(Saved entries)
-------------------------
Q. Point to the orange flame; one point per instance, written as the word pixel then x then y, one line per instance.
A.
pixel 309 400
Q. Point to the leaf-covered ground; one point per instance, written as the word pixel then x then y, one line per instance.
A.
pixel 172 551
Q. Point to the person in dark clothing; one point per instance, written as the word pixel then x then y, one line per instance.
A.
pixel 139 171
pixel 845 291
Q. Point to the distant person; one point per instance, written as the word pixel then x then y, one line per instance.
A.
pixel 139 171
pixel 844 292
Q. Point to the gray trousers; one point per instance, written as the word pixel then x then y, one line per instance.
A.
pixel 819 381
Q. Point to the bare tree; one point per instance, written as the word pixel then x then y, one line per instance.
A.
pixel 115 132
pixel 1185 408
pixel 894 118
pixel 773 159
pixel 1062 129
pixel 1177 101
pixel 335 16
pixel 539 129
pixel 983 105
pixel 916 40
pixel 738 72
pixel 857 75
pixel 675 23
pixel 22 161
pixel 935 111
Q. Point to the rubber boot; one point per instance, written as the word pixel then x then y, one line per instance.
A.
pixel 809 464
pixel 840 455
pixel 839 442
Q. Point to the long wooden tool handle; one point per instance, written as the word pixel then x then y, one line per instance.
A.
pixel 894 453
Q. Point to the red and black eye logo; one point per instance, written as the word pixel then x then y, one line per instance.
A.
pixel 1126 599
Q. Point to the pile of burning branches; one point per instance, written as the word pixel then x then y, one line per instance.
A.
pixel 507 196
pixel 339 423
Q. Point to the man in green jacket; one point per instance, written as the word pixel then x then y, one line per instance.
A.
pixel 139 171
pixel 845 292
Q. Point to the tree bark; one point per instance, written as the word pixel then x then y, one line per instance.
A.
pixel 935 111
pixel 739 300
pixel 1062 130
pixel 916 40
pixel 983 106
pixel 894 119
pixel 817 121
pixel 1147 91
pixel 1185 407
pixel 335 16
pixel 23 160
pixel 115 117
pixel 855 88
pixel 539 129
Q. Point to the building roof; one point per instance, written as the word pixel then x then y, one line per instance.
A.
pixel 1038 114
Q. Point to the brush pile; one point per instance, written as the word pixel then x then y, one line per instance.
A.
-------------------------
**Your goal:**
An exact copy of every line above, start to finish, is required.

**Exercise response:**
Q. Point to the orange flame; one point per instance, written as the word pixel then x then y, one line per instance.
A.
pixel 309 400
Q. Point to the leaf-covered ground; one point per instance, written as the word pixel then x then y, one line per instance.
A.
pixel 172 551
Q. Point to the person in dark clothing; one point per instance, written as the word pixel then x then y, one line per instance.
A.
pixel 139 171
pixel 845 291
Q. Point to the distant person; one point per instance, written as the word pixel then x then y, one line per instance.
A.
pixel 139 171
pixel 844 292
Q. Point to the gray trousers; one point per instance, written as the word pixel then x then y, one line per instance.
A.
pixel 819 381
Q. Point to the bare tree; one point per instance, written as the word pixel then x then y, one line per instance.
A.
pixel 115 132
pixel 1185 408
pixel 894 118
pixel 773 159
pixel 1062 129
pixel 1177 101
pixel 335 16
pixel 539 129
pixel 983 105
pixel 916 40
pixel 738 72
pixel 857 75
pixel 675 23
pixel 22 161
pixel 935 111
Q. Point to the rubber boot; one point per instance, written as the word pixel then x then y, one line per instance.
A.
pixel 809 464
pixel 840 455
pixel 839 442
Q. Point to the long wooden tool handle; one point per instance, written as the word pixel then x then y, one line per instance.
A.
pixel 894 453
Q. Point to the red and black eye logo; one point per instance, written as the word pixel then x then y, one line per instance.
A.
pixel 1126 599
Q. Point to the pile of burning branches; one point per instance, written as the word pixel then x then y, one line per instance.
A.
pixel 507 196
pixel 339 423
Q. Point to the man in green jacket; one point per instance, written as the word pixel then x then y, one line per instance.
A.
pixel 139 171
pixel 845 292
Q. Point to the tree bark; one point per instance, written as the word pixel then x then y, one line per instance.
A.
pixel 935 111
pixel 739 300
pixel 1062 130
pixel 916 40
pixel 983 106
pixel 894 119
pixel 817 121
pixel 1147 91
pixel 1185 407
pixel 335 16
pixel 23 160
pixel 115 117
pixel 855 88
pixel 539 129
Q. Point to the building roof; one point per instance, written as the word pixel then x then y, one line per instance.
A.
pixel 1038 114
Q. Point to the brush pile; one point per instance, written as the word pixel then x then y, one line per instance.
A.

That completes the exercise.